--- start of Supplied material ---

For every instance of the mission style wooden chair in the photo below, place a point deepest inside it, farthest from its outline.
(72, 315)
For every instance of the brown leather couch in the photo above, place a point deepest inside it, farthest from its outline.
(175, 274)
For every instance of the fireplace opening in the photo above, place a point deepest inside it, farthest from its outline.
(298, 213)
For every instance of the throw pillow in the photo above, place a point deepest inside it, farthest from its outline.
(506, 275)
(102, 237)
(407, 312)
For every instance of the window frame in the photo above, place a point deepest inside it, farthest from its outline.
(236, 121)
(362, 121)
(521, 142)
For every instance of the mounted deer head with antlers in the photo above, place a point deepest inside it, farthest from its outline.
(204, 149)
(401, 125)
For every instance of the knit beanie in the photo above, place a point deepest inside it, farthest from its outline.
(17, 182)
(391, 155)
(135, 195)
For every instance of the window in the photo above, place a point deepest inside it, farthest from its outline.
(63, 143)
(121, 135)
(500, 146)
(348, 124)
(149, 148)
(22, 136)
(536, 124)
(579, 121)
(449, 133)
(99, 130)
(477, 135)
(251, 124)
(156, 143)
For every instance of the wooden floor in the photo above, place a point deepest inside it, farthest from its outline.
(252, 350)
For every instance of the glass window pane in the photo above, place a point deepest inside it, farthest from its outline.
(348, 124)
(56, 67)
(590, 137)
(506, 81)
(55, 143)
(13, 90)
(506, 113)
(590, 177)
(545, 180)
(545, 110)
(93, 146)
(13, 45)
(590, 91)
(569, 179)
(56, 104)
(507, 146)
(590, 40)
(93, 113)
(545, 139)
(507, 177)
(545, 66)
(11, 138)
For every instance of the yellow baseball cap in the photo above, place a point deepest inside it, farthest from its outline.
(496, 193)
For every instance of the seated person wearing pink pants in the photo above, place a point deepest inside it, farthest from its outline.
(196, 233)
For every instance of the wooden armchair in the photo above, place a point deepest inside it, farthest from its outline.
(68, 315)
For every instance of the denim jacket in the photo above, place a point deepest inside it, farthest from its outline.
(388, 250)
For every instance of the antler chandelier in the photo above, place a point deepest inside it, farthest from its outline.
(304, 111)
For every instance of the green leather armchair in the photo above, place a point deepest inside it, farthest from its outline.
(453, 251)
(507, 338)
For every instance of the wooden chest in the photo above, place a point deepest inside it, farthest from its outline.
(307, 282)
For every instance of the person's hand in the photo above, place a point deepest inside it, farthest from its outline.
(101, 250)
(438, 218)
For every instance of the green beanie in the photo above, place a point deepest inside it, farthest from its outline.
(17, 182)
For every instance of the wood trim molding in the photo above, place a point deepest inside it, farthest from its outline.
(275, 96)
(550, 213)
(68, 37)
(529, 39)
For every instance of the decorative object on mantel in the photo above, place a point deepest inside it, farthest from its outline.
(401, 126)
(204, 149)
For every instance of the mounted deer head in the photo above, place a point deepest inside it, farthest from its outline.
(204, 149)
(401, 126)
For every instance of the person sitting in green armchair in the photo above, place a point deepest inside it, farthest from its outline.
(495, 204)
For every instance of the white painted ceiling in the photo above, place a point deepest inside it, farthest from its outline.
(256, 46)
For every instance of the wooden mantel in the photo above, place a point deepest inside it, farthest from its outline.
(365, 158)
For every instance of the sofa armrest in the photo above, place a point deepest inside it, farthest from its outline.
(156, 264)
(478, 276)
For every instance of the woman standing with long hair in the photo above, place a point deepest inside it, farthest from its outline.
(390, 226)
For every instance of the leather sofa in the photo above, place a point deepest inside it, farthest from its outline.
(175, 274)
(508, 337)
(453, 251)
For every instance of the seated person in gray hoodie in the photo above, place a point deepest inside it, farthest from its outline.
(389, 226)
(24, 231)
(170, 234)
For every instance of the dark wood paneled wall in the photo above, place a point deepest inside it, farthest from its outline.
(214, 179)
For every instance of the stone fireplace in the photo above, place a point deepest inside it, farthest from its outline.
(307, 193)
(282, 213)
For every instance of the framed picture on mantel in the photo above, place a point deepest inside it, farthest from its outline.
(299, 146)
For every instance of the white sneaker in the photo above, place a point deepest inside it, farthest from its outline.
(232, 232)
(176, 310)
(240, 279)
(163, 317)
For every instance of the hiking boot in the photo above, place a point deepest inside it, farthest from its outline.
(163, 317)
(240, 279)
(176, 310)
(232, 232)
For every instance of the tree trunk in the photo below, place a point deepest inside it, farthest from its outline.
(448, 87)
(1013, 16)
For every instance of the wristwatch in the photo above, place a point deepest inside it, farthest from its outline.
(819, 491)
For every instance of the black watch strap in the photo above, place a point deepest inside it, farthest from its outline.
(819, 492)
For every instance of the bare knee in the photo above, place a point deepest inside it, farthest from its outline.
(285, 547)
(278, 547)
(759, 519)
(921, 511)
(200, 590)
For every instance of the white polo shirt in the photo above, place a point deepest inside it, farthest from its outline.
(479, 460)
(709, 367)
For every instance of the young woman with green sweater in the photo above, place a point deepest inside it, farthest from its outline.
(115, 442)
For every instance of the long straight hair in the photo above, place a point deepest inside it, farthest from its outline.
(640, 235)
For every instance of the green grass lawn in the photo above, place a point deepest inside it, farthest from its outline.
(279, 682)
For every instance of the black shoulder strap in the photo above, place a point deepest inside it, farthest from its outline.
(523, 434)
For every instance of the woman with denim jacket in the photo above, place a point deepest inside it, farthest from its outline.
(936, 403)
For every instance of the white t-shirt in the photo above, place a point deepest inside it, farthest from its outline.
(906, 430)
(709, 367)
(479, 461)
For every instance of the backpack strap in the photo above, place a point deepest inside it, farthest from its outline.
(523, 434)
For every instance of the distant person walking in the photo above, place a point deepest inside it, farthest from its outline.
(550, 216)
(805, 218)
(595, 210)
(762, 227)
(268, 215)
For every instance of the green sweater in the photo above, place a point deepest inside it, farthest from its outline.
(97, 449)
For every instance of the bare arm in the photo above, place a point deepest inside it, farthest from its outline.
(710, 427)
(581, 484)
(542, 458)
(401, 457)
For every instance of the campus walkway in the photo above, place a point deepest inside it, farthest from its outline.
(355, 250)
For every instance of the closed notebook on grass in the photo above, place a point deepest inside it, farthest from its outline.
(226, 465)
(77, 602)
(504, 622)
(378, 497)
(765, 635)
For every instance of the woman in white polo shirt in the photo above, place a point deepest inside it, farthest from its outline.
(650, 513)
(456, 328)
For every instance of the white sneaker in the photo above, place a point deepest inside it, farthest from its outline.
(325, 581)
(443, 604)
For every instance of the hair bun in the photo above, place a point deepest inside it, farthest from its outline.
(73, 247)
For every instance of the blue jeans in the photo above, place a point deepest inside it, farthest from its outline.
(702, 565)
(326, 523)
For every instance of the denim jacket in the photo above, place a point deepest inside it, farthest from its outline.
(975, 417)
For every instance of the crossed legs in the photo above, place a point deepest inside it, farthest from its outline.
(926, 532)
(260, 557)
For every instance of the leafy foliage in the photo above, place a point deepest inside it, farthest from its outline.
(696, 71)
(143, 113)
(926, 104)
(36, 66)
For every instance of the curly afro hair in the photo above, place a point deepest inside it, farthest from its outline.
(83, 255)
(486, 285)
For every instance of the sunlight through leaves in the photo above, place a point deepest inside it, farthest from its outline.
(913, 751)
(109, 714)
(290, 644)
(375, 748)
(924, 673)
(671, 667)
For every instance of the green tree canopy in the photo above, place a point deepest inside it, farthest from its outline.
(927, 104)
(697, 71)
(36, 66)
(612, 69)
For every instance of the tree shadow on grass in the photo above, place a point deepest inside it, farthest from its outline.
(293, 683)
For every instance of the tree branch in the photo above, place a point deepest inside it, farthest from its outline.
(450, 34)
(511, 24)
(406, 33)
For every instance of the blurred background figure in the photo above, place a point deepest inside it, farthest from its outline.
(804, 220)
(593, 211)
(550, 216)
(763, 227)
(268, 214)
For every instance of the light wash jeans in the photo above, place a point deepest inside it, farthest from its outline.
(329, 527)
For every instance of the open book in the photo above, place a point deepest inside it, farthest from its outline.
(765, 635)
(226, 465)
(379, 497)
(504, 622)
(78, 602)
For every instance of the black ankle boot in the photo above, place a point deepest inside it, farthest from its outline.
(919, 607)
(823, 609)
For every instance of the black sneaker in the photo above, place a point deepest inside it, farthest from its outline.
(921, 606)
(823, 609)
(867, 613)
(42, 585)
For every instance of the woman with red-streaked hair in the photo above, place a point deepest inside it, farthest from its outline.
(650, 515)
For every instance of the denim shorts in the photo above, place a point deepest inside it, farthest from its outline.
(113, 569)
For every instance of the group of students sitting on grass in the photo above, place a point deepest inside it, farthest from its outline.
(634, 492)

--- end of Supplied material ---

→ **Requirement**
Extract every line from the one containing "For every instance of the open" through the last line of the data, inclusive, exactly as written.

→ **Exercise response**
For every instance of the open book in the photo above, place a point deepest inside it, farthest from its outline.
(765, 635)
(226, 465)
(379, 497)
(504, 622)
(78, 602)
For every instance of the black ankle boot in the photo above, place a point deepest inside it, farthest from its outline.
(919, 607)
(823, 609)
For every instance of the black sneaker in the photo above, place a point deepest inside it, farthest from its outline.
(921, 606)
(823, 609)
(867, 613)
(42, 585)
For every instance of the woman with red-streaked hair in the photo above, place a point deepest inside it, farthest from its outline.
(650, 515)
For every instance of the denim shorts in the photo above, place a point deepest inside it, farthest from its outline.
(113, 569)
For every instance of the group of students sitting on grass in the photo above, place a point deepest inside it, farthest from its outline.
(634, 492)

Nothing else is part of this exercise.